*** Opening MATERIAL SUPPLIED ***
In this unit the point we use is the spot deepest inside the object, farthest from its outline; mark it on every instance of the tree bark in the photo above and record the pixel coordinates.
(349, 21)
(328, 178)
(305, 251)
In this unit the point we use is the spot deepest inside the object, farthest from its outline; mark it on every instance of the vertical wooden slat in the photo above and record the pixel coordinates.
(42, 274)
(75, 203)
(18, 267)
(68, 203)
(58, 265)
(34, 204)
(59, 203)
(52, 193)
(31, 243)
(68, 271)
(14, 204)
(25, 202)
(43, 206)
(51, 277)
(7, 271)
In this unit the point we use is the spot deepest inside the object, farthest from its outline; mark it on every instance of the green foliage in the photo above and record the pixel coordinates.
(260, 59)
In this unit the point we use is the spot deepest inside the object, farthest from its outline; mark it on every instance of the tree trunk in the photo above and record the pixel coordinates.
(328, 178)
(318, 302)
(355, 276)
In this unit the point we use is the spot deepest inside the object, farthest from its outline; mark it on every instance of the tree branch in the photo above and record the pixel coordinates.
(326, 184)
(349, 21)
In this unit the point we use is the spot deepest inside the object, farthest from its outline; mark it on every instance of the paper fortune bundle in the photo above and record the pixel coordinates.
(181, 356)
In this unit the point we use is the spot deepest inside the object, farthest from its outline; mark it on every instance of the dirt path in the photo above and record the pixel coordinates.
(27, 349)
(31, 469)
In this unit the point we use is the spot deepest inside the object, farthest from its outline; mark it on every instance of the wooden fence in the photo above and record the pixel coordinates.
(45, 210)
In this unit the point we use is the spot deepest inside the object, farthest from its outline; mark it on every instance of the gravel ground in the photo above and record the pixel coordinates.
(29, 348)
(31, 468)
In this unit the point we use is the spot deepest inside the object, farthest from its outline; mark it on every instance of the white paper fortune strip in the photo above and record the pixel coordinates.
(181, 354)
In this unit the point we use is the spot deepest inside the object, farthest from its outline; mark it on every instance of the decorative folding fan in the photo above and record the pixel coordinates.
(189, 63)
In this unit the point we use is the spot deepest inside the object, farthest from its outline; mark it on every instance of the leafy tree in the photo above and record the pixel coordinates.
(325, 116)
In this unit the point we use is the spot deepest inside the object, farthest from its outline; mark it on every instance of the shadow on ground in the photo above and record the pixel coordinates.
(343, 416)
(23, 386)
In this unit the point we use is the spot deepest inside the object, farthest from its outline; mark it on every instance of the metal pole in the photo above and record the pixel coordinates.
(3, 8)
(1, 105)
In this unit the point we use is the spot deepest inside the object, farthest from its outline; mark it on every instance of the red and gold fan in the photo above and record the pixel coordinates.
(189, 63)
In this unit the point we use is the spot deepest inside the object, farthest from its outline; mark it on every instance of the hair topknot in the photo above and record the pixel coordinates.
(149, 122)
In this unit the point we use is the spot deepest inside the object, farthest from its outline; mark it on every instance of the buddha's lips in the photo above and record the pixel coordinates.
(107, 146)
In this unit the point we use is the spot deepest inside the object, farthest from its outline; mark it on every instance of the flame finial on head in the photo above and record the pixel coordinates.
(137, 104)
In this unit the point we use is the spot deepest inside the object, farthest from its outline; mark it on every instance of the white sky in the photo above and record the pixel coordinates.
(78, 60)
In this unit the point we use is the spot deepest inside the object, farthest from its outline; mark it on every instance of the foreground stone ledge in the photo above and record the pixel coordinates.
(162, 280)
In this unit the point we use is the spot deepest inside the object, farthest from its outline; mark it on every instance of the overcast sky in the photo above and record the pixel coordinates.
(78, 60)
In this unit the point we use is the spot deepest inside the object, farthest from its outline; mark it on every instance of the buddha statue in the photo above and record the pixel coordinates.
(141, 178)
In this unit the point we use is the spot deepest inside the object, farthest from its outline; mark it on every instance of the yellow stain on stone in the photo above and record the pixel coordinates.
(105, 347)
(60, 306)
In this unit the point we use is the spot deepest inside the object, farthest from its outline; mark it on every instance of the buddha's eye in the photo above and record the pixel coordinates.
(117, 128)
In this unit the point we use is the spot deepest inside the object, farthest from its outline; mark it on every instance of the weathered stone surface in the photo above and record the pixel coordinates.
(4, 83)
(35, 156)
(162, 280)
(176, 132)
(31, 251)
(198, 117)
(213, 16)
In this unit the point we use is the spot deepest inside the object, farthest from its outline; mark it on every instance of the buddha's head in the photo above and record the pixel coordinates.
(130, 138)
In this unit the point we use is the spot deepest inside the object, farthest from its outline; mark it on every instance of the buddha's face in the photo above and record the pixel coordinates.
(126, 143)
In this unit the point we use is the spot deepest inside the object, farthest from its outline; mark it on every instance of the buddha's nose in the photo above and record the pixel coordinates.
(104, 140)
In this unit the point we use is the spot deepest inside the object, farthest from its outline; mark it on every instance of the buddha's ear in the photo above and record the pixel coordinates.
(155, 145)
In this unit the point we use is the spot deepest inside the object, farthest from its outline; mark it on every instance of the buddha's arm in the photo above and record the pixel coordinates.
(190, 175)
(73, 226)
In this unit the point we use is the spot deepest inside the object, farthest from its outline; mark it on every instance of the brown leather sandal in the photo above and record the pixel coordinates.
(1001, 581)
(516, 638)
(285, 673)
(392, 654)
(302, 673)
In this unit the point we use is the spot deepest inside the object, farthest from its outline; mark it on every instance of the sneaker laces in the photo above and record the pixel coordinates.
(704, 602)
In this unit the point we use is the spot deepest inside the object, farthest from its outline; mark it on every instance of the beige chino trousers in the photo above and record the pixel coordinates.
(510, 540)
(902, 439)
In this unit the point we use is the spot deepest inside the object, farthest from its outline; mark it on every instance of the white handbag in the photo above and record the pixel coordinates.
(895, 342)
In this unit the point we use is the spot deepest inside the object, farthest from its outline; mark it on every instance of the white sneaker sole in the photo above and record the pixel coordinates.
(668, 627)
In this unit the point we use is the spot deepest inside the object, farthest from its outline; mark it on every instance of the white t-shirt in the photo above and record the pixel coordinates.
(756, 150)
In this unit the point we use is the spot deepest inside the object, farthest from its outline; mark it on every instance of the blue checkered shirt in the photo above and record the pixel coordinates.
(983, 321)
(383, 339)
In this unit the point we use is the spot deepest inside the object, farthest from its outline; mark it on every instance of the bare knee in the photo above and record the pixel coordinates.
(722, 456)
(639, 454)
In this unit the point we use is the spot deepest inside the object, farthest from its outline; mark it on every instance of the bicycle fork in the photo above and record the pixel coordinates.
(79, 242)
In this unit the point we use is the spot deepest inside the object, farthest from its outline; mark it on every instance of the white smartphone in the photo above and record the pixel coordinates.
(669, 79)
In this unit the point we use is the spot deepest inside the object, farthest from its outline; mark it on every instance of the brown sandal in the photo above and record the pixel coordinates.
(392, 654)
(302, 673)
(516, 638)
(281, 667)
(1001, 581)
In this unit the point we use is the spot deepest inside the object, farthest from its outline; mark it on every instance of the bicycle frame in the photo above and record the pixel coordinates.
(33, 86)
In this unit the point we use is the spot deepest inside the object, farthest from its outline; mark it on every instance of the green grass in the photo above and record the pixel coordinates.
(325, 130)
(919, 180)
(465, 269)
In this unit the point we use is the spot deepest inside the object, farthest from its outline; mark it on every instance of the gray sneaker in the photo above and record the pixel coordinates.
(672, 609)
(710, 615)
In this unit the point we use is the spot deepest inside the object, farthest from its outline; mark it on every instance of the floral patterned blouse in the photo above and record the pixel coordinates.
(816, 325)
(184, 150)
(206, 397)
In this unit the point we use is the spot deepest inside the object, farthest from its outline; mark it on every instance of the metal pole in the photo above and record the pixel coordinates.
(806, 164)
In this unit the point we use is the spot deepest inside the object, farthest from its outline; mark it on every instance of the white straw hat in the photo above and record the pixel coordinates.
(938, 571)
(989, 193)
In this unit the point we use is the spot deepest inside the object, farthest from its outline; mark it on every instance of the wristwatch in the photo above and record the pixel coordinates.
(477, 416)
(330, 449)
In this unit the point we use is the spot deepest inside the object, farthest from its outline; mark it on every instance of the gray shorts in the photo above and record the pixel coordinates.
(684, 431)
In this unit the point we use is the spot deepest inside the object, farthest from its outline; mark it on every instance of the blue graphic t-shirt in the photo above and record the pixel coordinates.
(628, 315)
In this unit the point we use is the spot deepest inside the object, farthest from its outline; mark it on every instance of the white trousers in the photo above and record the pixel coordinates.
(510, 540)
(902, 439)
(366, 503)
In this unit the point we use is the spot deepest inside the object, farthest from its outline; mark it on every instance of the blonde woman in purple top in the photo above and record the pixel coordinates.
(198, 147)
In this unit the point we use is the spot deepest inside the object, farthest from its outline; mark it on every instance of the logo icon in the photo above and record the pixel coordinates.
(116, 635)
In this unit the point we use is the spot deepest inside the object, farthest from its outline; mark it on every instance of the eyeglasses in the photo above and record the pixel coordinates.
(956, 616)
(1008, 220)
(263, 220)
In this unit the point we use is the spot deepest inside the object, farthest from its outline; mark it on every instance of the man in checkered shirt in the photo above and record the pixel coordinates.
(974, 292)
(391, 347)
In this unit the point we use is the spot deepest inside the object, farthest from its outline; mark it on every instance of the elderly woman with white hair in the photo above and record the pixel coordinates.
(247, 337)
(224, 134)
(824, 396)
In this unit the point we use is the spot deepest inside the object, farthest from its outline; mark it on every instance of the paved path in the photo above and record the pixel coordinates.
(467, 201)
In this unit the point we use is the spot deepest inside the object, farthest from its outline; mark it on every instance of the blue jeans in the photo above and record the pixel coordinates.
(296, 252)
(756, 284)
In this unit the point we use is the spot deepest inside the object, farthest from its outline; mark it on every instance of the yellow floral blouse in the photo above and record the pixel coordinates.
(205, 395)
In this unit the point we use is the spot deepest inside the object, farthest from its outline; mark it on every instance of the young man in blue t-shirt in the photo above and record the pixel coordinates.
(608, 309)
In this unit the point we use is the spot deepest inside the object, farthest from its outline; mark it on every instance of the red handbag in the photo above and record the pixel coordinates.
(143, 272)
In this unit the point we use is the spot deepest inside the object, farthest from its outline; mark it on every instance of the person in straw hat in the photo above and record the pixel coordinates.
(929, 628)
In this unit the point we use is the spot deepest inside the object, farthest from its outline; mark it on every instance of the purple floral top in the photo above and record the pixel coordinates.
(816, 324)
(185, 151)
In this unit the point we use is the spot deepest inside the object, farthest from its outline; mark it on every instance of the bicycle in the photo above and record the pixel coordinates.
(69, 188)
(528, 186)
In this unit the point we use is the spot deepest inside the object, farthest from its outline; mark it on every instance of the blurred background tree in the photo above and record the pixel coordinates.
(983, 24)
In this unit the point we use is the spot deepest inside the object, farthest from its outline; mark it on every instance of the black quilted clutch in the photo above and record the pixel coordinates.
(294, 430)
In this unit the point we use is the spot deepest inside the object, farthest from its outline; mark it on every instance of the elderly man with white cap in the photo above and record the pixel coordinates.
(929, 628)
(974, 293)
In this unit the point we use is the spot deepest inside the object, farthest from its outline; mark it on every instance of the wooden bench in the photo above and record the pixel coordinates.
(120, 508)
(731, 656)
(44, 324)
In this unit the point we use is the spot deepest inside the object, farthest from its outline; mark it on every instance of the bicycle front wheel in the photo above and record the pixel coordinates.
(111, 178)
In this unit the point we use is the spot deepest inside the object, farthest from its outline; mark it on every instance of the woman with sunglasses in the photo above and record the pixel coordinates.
*** Closing MATERIAL SUPPLIED ***
PROMPT: All lines from the one that contains "the elderly man" through the end of the listing above should be copied exactly, with nothing else.

SOLUTION TO THE PROBLEM:
In this unit the point we use is the spot deepest inside the object, farthest from its outline; mark it on every instance of the elderly man with white cap in the photo above and record the pixel coordinates.
(929, 628)
(974, 293)
In this unit the point we use is the spot deepest inside the object, farthest from its outline; mark it on every instance of the wooden bench in the photo above and record the pixel coordinates.
(120, 508)
(731, 656)
(44, 324)
In this unit the point we use is the spot deepest inside the object, farthest from its outline; mark it on every instance of the bicycle front wheel in the photo above and record the pixel coordinates.
(111, 178)
In this unit the point we use is the spot deepest inside the object, farthest from its outline; mark it on every instance of the woman with sunglasses in the photo above and record the pixel coordinates.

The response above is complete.